(Object location annotation data)
====

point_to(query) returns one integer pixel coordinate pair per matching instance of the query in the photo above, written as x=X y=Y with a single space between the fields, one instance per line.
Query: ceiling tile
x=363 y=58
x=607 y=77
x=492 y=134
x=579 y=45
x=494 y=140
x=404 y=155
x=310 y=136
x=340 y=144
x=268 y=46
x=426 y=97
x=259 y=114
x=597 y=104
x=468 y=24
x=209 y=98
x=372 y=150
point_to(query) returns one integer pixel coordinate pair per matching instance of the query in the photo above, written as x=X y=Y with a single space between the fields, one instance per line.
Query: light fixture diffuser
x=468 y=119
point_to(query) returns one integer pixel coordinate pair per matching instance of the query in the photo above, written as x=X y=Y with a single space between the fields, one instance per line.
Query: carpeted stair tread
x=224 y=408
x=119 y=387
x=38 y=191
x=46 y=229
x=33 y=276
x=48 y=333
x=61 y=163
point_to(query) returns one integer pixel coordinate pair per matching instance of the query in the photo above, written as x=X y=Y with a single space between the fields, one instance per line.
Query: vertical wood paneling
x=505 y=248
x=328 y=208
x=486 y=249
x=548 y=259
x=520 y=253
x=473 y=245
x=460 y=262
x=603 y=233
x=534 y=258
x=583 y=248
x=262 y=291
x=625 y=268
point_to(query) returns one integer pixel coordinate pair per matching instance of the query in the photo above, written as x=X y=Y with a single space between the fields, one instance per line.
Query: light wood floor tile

====

# Problem statement
Copy the lines above word for word, from start to finish.

# Task response
point_to(query) returns one integer pixel coordinate pair per matching instance of the query in the photo above, written as x=X y=Y with a single space between the fields, one instance per line.
Query: ceiling tile
x=363 y=58
x=607 y=77
x=492 y=134
x=579 y=45
x=494 y=140
x=404 y=155
x=310 y=136
x=340 y=144
x=268 y=46
x=426 y=97
x=259 y=114
x=597 y=104
x=468 y=24
x=209 y=98
x=372 y=150
point_to(query) returns one integer pixel coordinate pair per matching instance of the query in the photo above, written as x=X y=Y with a single space between the fields, one instance per line.
Query: light fixture diffuser
x=468 y=119
point_to(query) returns one integer pixel coordinate pair per matching instance of the query in the photo above, written as x=X y=Y with a single space between the fields, one instance per line.
Query: carpeted stair tread
x=224 y=408
x=119 y=387
x=38 y=191
x=46 y=229
x=33 y=276
x=48 y=333
x=61 y=163
point_to(query) returns one integer pixel coordinate pair per matching instance of the query in the photo above, written as x=X y=Y with a single space between the fields, one instance per line.
Query: vertical wood paneling
x=505 y=248
x=328 y=208
x=486 y=249
x=548 y=259
x=520 y=253
x=473 y=245
x=460 y=262
x=603 y=233
x=534 y=258
x=583 y=248
x=262 y=291
x=625 y=268
point_to(query) returns one integer pixel coordinate pair per matching instance of the query in the photo above, written as x=X y=Y with a single space between the fields, one instance per line.
Query: light wood floor tile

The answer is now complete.